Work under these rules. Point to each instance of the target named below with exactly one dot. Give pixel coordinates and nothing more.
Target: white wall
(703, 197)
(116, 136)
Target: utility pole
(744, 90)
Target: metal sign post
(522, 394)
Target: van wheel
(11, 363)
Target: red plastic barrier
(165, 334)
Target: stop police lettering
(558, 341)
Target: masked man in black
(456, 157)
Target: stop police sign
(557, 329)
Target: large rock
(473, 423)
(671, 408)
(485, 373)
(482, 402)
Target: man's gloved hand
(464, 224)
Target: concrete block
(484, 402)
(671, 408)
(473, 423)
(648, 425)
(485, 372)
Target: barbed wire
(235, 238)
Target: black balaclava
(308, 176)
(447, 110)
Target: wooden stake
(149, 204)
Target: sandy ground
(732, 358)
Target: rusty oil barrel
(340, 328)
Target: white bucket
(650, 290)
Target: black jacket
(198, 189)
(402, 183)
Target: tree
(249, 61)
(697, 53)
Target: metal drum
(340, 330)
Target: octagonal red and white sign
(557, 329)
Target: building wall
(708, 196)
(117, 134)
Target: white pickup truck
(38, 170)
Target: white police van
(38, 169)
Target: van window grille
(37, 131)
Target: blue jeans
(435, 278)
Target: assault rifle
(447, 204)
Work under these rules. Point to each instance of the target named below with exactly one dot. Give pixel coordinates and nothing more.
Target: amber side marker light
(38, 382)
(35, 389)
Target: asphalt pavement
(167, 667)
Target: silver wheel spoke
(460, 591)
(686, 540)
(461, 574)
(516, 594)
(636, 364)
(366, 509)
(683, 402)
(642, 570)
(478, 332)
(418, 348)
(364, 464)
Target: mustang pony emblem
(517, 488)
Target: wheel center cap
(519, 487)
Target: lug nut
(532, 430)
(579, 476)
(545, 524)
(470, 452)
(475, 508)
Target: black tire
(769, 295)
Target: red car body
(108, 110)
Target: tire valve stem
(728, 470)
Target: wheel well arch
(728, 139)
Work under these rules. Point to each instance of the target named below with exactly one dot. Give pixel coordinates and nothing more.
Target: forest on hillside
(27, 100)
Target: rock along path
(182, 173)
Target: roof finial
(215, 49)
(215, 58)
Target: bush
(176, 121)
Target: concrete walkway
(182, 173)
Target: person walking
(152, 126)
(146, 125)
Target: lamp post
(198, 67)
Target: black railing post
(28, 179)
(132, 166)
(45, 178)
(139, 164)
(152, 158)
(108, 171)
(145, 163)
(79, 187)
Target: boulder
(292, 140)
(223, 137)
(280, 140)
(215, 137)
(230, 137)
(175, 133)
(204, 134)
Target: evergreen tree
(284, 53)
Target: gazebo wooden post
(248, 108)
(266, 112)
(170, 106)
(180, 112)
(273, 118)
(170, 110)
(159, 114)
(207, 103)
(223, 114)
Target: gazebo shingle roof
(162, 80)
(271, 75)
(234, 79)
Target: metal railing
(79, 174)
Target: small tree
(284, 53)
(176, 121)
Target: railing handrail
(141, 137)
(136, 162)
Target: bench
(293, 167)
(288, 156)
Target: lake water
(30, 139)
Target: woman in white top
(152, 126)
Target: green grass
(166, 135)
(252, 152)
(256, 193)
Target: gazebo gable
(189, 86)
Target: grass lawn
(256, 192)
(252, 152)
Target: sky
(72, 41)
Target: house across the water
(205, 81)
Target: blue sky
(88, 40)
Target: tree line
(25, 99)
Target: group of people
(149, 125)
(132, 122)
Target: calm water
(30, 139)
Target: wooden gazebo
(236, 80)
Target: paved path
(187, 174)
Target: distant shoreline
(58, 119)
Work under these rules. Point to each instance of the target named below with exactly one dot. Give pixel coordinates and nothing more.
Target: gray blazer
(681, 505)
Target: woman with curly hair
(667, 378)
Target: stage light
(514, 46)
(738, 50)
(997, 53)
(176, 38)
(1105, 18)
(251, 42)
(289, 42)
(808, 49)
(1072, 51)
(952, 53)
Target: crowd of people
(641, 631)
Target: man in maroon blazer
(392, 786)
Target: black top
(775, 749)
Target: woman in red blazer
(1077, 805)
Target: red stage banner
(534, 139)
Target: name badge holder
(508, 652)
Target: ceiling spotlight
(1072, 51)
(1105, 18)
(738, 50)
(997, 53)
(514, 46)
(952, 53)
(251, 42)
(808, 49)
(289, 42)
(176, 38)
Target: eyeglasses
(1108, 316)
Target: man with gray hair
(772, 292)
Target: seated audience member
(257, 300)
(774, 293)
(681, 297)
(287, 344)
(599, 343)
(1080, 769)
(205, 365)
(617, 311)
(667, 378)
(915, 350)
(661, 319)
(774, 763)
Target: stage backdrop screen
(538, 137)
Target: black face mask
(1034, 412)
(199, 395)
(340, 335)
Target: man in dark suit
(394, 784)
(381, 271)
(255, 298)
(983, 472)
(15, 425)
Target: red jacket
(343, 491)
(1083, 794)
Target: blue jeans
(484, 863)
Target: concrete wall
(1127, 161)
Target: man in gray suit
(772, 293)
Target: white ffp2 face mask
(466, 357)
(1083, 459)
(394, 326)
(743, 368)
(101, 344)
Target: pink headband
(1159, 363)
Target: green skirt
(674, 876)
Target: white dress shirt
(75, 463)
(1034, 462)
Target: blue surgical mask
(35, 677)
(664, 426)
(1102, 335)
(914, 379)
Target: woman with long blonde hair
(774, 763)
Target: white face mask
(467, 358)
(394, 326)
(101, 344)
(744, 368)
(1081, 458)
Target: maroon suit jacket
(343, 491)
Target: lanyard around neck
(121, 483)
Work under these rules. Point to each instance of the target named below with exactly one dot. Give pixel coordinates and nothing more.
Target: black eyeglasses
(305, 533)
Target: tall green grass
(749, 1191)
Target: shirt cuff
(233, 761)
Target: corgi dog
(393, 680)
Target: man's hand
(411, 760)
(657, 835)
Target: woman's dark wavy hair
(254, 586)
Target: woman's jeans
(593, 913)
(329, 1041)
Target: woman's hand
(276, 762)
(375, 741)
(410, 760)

========

Recite the full listing above exactly.

### RESULT
Work under these rules. Point to each instance of the target named below with exactly one dot. Give pixel coordinates and nothing more.
Target: white wall
(703, 197)
(116, 136)
Target: utility pole
(744, 90)
Target: metal sign post
(522, 394)
Target: van wheel
(11, 363)
Target: red plastic barrier
(165, 334)
Target: stop police lettering
(558, 341)
Target: masked man in black
(456, 157)
Target: stop police sign
(557, 329)
Target: large rock
(473, 423)
(671, 408)
(485, 373)
(482, 402)
Target: man's gloved hand
(464, 224)
Target: concrete block
(484, 402)
(671, 408)
(473, 423)
(648, 425)
(485, 372)
Target: barbed wire
(235, 238)
Target: black balaclava
(308, 176)
(447, 110)
Target: wooden stake
(149, 204)
Target: sandy ground
(732, 358)
Target: rusty oil barrel
(340, 328)
Target: white bucket
(650, 290)
Target: black jacket
(198, 189)
(402, 183)
Target: tree
(249, 61)
(697, 53)
Target: metal drum
(340, 330)
Target: octagonal red and white sign
(557, 329)
Target: building wall
(708, 196)
(117, 134)
Target: white pickup truck
(38, 170)
Target: white police van
(38, 169)
Target: van window grille
(37, 131)
Target: blue jeans
(435, 278)
Target: assault rifle
(447, 204)
Work under these rules. Point to each instance of the target named below with exactly one dot. Give pixel coordinates and nothing more.
Target: amber side marker light
(38, 382)
(35, 389)
Target: asphalt pavement
(167, 667)
Target: silver wheel spoke
(460, 591)
(686, 540)
(461, 574)
(516, 594)
(636, 364)
(366, 509)
(683, 402)
(642, 570)
(478, 332)
(418, 348)
(364, 464)
Target: mustang pony emblem
(517, 488)
Target: wheel center cap
(519, 487)
Target: lug nut
(532, 430)
(579, 476)
(545, 524)
(470, 452)
(475, 508)
Target: black tire
(769, 295)
Target: red car body
(108, 110)
Target: tire valve stem
(728, 470)
Target: wheel well arch
(728, 139)
Work under these rules. Point to each instance of the target named below with exactly one dot. Give pixel coordinates and nothing more.
Target: forest on hillside
(27, 100)
Target: rock along path
(182, 173)
Target: roof finial
(215, 49)
(215, 58)
Target: bush
(176, 121)
Target: concrete walkway
(182, 173)
Target: person walking
(152, 126)
(146, 125)
Target: lamp post
(198, 67)
Target: black railing post
(28, 179)
(132, 166)
(45, 178)
(139, 164)
(152, 158)
(108, 171)
(145, 163)
(79, 187)
Target: boulder
(292, 140)
(223, 137)
(280, 140)
(215, 137)
(230, 137)
(175, 133)
(204, 134)
Target: evergreen tree
(284, 53)
Target: gazebo wooden post
(248, 108)
(266, 112)
(170, 106)
(180, 112)
(273, 118)
(170, 110)
(159, 114)
(207, 103)
(223, 114)
Target: gazebo shingle roof
(162, 80)
(271, 75)
(234, 79)
Target: metal railing
(79, 174)
Target: small tree
(284, 53)
(176, 121)
Target: railing handrail
(141, 137)
(136, 162)
Target: bench
(293, 167)
(288, 156)
Target: lake water
(30, 139)
Target: woman in white top
(152, 126)
Target: green grass
(166, 135)
(252, 152)
(256, 193)
Target: gazebo gable
(189, 86)
Target: grass lawn
(256, 192)
(252, 152)
Target: sky
(72, 41)
Target: house across the water
(205, 81)
Target: blue sky
(88, 40)
Target: tree line
(25, 99)
Target: group of people
(149, 125)
(132, 122)
Target: calm water
(30, 139)
Target: wooden gazebo
(236, 80)
Target: paved path
(187, 174)
Target: distant shoreline
(58, 119)
Work under these rules. Point to each instance of the target named below with exactly one dot. Give pixel coordinates and nothing more.
Target: gray blazer
(681, 505)
Target: woman with curly hair
(667, 378)
Target: stage light
(514, 46)
(738, 50)
(997, 53)
(176, 38)
(1105, 18)
(251, 42)
(289, 42)
(808, 49)
(1072, 51)
(952, 53)
Target: crowd of people
(641, 631)
Target: man in maroon blazer
(392, 786)
Target: black top
(775, 749)
Target: woman in red blazer
(1077, 805)
Target: red stage banner
(534, 139)
Target: name badge holder
(508, 652)
Target: ceiling spotlight
(1072, 51)
(1105, 18)
(738, 50)
(997, 53)
(514, 46)
(952, 53)
(251, 42)
(808, 49)
(289, 42)
(176, 38)
Target: eyeglasses
(1108, 316)
Target: man with gray hair
(772, 292)
Target: seated audience member
(257, 300)
(774, 293)
(681, 297)
(287, 344)
(599, 343)
(1080, 769)
(205, 365)
(617, 311)
(667, 378)
(915, 350)
(661, 319)
(774, 763)
Target: stage backdrop screen
(538, 137)
Target: black face mask
(1034, 412)
(199, 395)
(340, 335)
Target: man in dark suit
(394, 784)
(381, 271)
(255, 298)
(983, 472)
(15, 425)
Target: red jacket
(343, 491)
(1083, 794)
Target: blue jeans
(484, 863)
Target: concrete wall
(1127, 161)
Target: man in gray suit
(772, 293)
Target: white ffp2 face mask
(466, 357)
(1083, 459)
(394, 326)
(743, 368)
(101, 344)
Target: pink headband
(1159, 363)
Target: green skirt
(674, 876)
Target: white dress shirt
(75, 463)
(1034, 462)
Target: blue surgical mask
(35, 677)
(664, 426)
(1102, 335)
(914, 379)
Target: woman with long blonde hair
(774, 763)
Target: white face mask
(467, 358)
(394, 326)
(101, 344)
(744, 368)
(1081, 458)
Target: maroon suit jacket
(343, 491)
Target: lanyard around neck
(121, 483)
Work under these rules. Point to each instance of the target named below with exactly one dot. Give pixel coordinates and nothing more.
Target: black eyeglasses
(305, 533)
Target: tall green grass
(749, 1191)
Target: shirt cuff
(233, 761)
Target: corgi dog
(393, 680)
Target: man's hand
(411, 760)
(657, 835)
Target: woman's dark wavy hair
(254, 586)
Target: woman's jeans
(593, 913)
(329, 1041)
Target: woman's hand
(276, 762)
(375, 741)
(410, 760)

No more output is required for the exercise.